• WRITTEN TASK
Rewrite the entries between the lines holding "An instance is defined as any distinct occurrence of stone" and "[0,798,1288,858]", inclusive, and shift every box coordinate in the answers up by 102, leaving all other lines as they are.

[START OF DATA FOR PROCESSING]

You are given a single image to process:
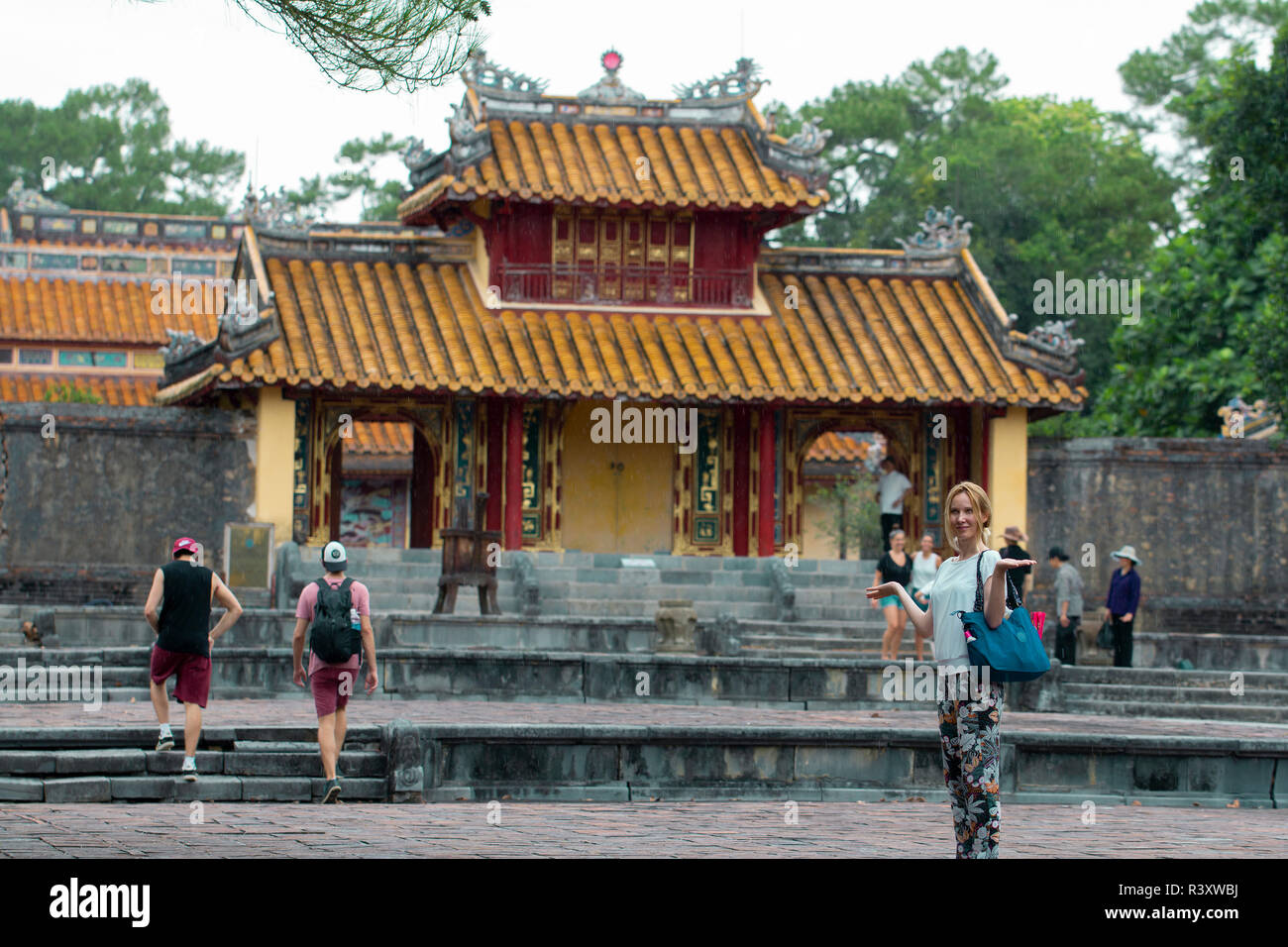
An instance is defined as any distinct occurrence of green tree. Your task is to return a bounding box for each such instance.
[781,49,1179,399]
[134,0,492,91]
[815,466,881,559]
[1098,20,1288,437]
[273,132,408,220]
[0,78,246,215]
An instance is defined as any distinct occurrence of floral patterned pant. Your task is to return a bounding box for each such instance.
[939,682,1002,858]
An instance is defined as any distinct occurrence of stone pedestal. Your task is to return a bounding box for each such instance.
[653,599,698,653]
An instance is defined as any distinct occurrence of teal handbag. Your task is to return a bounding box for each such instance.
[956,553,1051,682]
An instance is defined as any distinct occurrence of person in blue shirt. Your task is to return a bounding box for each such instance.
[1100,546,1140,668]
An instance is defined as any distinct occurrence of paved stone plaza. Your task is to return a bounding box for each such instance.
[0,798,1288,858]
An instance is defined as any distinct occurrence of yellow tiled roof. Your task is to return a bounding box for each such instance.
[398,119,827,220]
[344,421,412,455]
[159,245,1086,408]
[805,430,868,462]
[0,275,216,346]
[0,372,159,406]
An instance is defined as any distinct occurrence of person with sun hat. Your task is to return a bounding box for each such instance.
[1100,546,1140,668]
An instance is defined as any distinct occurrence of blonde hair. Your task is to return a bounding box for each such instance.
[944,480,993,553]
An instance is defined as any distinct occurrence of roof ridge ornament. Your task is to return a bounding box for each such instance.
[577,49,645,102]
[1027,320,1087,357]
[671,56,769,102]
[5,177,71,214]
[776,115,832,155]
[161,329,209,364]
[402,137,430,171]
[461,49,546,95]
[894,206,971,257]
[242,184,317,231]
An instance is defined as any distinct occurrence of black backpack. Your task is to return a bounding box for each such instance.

[END OF DATA FOR PROCESSING]

• SOLUTION FOR THIS TASK
An instance is defined as any distinct occurrence of stone pedestal. Your task is to return a bounding box for each such instance.
[755,701,800,755]
An instance is defined as any distinct occurrence of teal handbag. Your task is to return a bounding box for each such instance.
[1058,655,1153,784]
An instance is defined as any distinct occurrence of person in blue shirt. Your task is to return a bounding box for each such instance.
[1202,648,1242,770]
An instance is defined as any distinct occurrence of paved stone plaza. Your task is to return a bounding box for each such instance.
[102,900,1390,960]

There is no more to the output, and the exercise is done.